Given request: Starting at the line containing "For the evaluation, point out each instance of the stadium" and running through the end of the material, write those lines out again, swapping "grandstand" for "bleachers" and leaving everything else unchanged.

***** Extracted material *****

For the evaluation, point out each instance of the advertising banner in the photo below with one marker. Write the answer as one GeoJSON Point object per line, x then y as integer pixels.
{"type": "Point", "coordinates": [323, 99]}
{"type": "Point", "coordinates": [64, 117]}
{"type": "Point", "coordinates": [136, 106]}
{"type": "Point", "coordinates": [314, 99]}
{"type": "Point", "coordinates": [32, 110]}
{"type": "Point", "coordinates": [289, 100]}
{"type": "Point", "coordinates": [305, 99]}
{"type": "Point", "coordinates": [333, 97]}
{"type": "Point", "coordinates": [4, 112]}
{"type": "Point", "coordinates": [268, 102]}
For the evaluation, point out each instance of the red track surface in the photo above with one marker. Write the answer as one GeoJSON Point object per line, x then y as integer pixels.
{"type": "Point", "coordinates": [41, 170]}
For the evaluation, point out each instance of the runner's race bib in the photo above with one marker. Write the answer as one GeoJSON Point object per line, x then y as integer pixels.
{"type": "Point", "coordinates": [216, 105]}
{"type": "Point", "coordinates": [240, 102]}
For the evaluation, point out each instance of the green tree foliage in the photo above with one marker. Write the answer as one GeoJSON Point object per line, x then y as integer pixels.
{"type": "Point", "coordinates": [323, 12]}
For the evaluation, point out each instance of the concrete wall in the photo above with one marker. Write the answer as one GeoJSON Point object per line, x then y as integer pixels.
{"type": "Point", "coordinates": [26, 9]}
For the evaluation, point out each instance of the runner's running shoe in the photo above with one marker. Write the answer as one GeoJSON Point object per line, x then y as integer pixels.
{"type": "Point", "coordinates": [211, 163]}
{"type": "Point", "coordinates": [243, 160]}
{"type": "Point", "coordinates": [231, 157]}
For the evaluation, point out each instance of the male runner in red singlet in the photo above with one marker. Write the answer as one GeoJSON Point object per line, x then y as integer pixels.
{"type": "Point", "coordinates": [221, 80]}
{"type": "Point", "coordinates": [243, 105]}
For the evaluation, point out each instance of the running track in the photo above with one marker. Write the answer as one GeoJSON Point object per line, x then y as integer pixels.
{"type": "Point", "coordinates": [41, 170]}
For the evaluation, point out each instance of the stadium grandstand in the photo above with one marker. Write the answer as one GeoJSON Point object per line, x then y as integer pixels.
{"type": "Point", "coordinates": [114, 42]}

*****

Result of this exercise:
For the evaluation, point out each instance of the stadium bleachers in the photo above with one marker. Write the answer as one GeoJSON Point object per line, x then y as integer pixels.
{"type": "Point", "coordinates": [114, 42]}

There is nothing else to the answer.